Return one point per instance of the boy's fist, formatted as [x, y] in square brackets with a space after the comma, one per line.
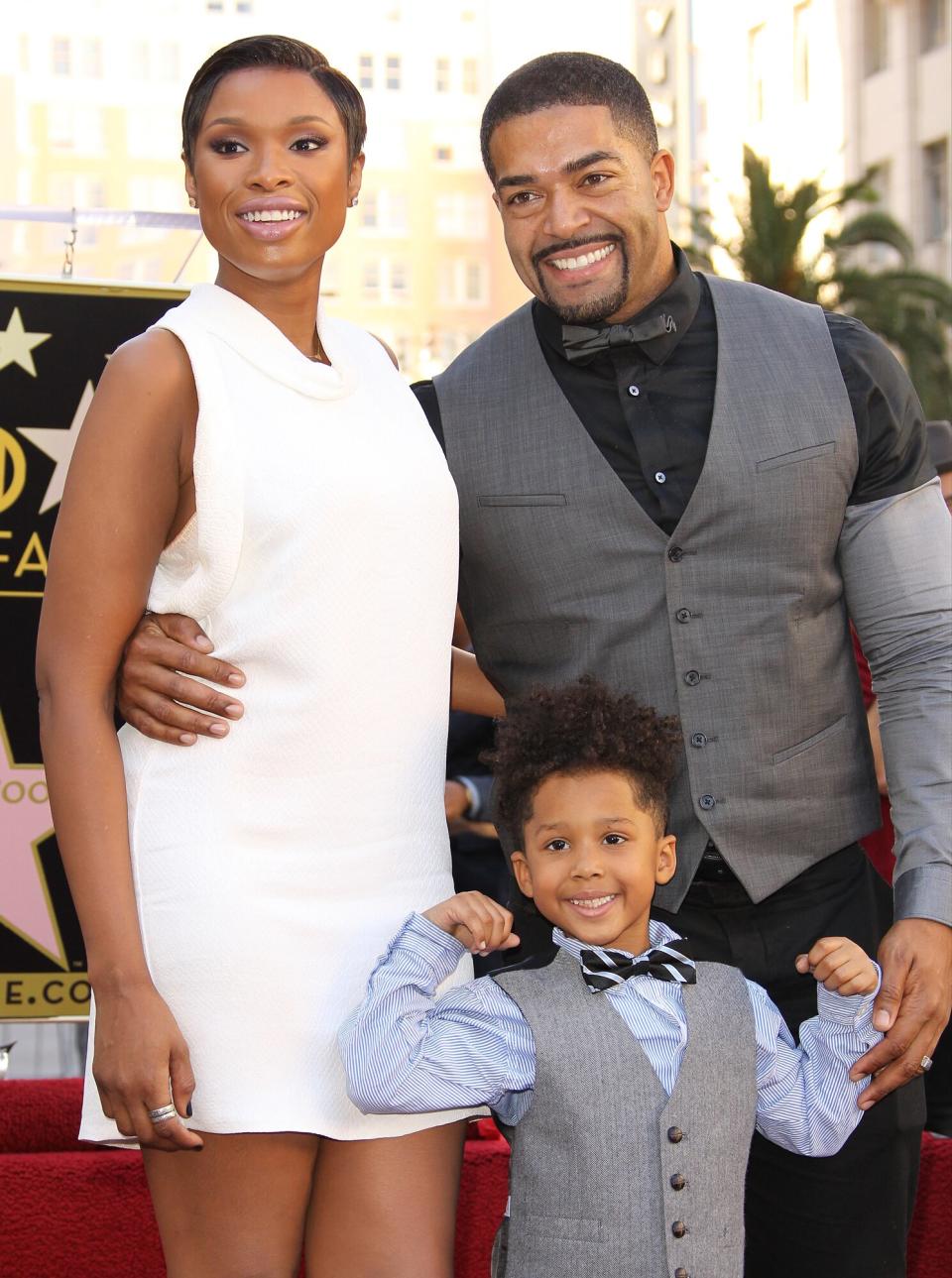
[477, 922]
[841, 965]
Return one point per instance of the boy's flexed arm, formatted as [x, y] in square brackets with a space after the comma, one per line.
[806, 1101]
[406, 1051]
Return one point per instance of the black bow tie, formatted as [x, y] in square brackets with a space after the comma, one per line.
[671, 961]
[581, 344]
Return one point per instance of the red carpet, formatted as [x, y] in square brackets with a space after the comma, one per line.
[67, 1211]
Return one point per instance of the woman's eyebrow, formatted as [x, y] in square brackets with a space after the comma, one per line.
[298, 119]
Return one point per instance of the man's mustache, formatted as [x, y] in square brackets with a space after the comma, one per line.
[567, 246]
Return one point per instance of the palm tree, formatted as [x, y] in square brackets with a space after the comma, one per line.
[910, 308]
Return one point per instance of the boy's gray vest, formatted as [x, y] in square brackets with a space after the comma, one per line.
[736, 624]
[609, 1176]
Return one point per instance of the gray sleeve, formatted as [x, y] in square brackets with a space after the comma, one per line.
[895, 561]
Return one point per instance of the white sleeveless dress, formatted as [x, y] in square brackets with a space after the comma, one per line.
[271, 868]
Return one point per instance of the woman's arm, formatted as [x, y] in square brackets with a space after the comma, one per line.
[470, 689]
[127, 492]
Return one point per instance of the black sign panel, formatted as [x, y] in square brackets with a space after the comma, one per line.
[54, 343]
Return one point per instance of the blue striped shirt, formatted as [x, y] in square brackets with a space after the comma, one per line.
[408, 1049]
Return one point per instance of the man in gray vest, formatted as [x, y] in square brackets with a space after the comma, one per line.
[685, 486]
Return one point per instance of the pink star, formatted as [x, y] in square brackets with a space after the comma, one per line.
[25, 822]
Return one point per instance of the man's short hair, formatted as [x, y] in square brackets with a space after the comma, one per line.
[571, 79]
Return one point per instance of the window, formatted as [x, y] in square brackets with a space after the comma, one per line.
[933, 25]
[169, 66]
[756, 74]
[91, 58]
[368, 210]
[461, 283]
[399, 282]
[460, 216]
[876, 53]
[935, 189]
[370, 280]
[61, 57]
[474, 282]
[801, 53]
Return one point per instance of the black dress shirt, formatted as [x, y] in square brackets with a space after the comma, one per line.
[648, 407]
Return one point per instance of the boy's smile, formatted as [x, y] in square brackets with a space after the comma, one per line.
[592, 858]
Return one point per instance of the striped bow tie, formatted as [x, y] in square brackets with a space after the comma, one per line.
[581, 344]
[671, 961]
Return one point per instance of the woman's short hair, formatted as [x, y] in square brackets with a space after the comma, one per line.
[571, 79]
[282, 53]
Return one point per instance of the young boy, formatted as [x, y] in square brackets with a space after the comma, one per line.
[629, 1078]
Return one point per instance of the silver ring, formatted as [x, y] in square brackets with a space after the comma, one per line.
[163, 1114]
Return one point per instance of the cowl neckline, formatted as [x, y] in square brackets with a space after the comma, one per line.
[247, 331]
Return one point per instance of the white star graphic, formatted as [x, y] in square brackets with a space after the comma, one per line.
[59, 445]
[16, 344]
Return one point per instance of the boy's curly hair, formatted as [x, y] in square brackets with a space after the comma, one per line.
[575, 729]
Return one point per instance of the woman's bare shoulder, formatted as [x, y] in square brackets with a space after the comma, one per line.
[156, 365]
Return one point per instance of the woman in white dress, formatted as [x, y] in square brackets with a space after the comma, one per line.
[265, 469]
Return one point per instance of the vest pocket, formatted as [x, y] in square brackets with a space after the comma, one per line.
[808, 743]
[522, 499]
[788, 459]
[560, 1227]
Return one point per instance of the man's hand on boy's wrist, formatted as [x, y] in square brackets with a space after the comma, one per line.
[475, 920]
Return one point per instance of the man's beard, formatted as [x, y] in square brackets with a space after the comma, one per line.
[596, 309]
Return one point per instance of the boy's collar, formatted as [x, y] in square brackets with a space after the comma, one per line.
[658, 934]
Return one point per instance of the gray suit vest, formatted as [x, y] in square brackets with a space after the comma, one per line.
[736, 624]
[609, 1176]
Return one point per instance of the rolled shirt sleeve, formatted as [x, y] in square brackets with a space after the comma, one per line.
[805, 1100]
[895, 561]
[408, 1051]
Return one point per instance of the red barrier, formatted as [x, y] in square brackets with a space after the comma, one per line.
[69, 1211]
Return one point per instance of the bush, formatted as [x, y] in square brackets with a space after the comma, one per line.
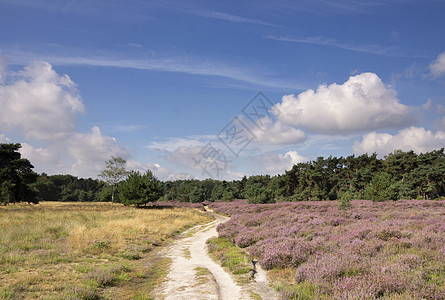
[140, 189]
[258, 194]
[382, 187]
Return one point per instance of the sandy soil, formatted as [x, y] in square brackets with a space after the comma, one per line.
[194, 275]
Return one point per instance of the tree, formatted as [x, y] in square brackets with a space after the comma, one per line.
[258, 194]
[139, 189]
[16, 176]
[382, 187]
[197, 194]
[114, 172]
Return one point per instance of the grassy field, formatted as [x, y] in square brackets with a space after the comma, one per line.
[85, 250]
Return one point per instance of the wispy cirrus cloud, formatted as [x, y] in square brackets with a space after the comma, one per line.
[229, 17]
[370, 49]
[252, 75]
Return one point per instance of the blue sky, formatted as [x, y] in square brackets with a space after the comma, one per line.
[159, 82]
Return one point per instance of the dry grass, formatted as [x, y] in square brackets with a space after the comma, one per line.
[82, 250]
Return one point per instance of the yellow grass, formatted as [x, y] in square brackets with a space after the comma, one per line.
[54, 250]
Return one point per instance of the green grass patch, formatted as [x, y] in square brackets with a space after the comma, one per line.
[237, 261]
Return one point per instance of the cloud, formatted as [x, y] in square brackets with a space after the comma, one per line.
[228, 17]
[173, 143]
[362, 103]
[324, 41]
[41, 106]
[275, 163]
[412, 138]
[440, 123]
[252, 75]
[180, 176]
[185, 156]
[127, 128]
[91, 150]
[4, 139]
[3, 66]
[437, 67]
[276, 133]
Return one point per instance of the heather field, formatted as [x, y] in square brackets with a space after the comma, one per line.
[383, 250]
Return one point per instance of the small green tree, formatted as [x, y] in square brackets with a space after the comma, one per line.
[140, 189]
[114, 172]
[197, 194]
[227, 195]
[258, 194]
[16, 176]
[382, 187]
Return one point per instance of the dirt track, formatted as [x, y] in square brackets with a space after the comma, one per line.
[194, 275]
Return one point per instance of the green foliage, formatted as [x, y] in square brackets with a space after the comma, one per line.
[139, 189]
[227, 195]
[382, 187]
[344, 204]
[258, 194]
[114, 172]
[197, 194]
[16, 176]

* What needs to be done
Copy out everything from the line containing "Return one point per instance of the heather" down to the last line of the items, keeping every line unchanged.

* Problem solution
Return one point per instance of the heather field, formatted as [x, y] in square brackets with a space after the comma, one per line.
[383, 250]
Return one point per instance of the small green tree, formatted as [x, y] in square brackets with a space after the comma, one per line.
[140, 189]
[114, 172]
[197, 194]
[227, 195]
[258, 194]
[16, 176]
[382, 187]
Return one point per instance of the dirt track, formatted as [x, y] in square brackets with a space after the comma, one per line.
[194, 275]
Return one point per instance of the green foliage, formatted as [x, y] in square brackets with a space after the comma, one per line.
[139, 189]
[227, 195]
[382, 187]
[344, 204]
[258, 194]
[114, 172]
[197, 194]
[16, 176]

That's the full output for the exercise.